Aim — Using the passage below on IFRS adoption, please state what Morison Menon Group offers Emirati accounting graduates.
___ Provided passage
As part of developing the accounting profession in the country, Morison Menon Group has also been actively involved in activities at various local universities and colleges in order to ensure that local students are prepared to face the world upon graduation.
“We offer Emirati accounting graduates internship opportunities at our firm to help them raise their competency to be on the same level and playing field with the other foreign accountants,” Menon says.
Speaking about the adoption of new International Financial Reporting Standards (IFRS) in the region, the straight-talking CEO says that while the implementation of IFRS, would help companies to be ‘understood in a global marketplace’, there should be a localisation of standards as ‘one size does not fit all’.
“There is a growing need for convergence in international accounting standards as it comes with the prospect of improved quality of financial reporting, greater mobility of capital at a decreased cost and more efficient allocation of resources. However, while it is commendable to have standardised rules across borders, there are great hurdles to overcome as the IFRS is still being seen largely as an imposition of accounting standards and regulations more suited to the Western world,” he says.
______
___ Supplied data
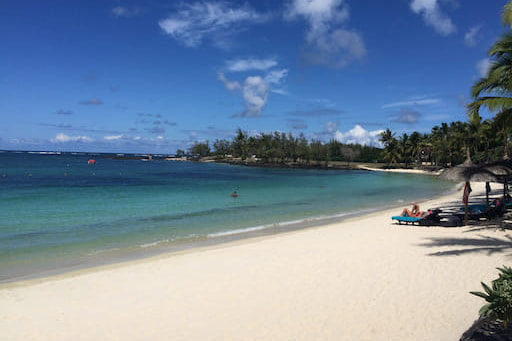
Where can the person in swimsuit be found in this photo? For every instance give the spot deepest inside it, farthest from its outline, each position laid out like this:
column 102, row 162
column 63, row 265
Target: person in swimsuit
column 414, row 212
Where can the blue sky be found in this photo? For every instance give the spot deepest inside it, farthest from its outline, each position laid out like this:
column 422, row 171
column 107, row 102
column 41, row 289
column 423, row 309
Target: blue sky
column 154, row 76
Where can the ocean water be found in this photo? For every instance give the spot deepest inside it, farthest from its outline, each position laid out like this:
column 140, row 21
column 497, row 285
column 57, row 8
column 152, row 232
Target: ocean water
column 58, row 212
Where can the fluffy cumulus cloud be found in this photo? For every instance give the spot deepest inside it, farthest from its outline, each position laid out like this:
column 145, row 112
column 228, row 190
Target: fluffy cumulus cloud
column 126, row 12
column 237, row 65
column 407, row 116
column 255, row 88
column 92, row 101
column 64, row 112
column 414, row 101
column 359, row 135
column 212, row 22
column 470, row 37
column 327, row 42
column 482, row 67
column 63, row 138
column 433, row 16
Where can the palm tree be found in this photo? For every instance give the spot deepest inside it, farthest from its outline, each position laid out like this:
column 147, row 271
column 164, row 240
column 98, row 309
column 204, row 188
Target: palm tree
column 404, row 146
column 494, row 91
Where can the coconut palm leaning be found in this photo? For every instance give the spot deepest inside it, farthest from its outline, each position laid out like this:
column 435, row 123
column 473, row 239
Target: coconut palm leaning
column 494, row 91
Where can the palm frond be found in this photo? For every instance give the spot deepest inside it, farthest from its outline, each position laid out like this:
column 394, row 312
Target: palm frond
column 506, row 15
column 494, row 104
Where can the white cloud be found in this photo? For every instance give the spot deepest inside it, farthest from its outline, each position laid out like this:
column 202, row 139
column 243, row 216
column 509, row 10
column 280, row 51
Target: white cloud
column 359, row 135
column 230, row 85
column 331, row 127
column 123, row 11
column 327, row 43
column 433, row 16
column 237, row 65
column 113, row 137
column 215, row 22
column 255, row 90
column 407, row 116
column 482, row 66
column 92, row 101
column 471, row 35
column 63, row 138
column 421, row 101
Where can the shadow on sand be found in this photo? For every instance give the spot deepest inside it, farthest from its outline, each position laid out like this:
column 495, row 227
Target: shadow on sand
column 467, row 244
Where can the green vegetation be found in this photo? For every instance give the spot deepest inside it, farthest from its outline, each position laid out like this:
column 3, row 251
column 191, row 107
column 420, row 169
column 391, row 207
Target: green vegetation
column 498, row 297
column 280, row 148
column 446, row 145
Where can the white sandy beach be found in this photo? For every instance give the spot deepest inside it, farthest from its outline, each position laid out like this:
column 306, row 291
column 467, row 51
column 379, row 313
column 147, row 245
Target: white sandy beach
column 361, row 279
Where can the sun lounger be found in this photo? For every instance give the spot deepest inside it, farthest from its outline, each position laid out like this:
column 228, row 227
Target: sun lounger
column 432, row 218
column 480, row 211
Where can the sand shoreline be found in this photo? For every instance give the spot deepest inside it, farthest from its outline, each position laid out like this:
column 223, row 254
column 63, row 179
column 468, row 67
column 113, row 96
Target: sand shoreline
column 360, row 279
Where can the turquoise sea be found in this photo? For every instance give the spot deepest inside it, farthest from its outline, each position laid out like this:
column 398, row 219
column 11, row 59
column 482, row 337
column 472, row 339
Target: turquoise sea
column 58, row 213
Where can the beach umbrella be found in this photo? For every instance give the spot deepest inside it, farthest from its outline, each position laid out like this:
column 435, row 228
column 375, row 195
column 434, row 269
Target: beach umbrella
column 468, row 172
column 501, row 170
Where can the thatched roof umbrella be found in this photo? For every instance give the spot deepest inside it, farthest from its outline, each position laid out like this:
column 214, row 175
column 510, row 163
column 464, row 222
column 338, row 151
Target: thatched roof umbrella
column 468, row 172
column 501, row 170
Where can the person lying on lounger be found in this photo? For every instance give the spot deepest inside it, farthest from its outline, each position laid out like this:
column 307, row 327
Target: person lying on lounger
column 414, row 212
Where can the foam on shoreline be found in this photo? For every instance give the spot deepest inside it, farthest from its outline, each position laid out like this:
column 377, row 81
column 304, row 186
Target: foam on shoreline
column 363, row 278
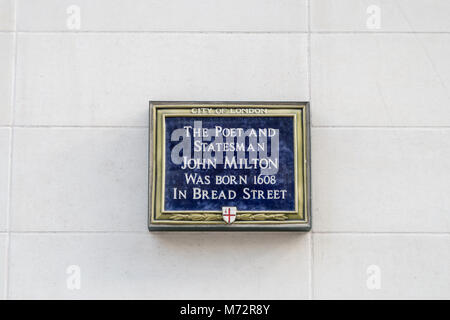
______
The output — Internship opportunities at its firm.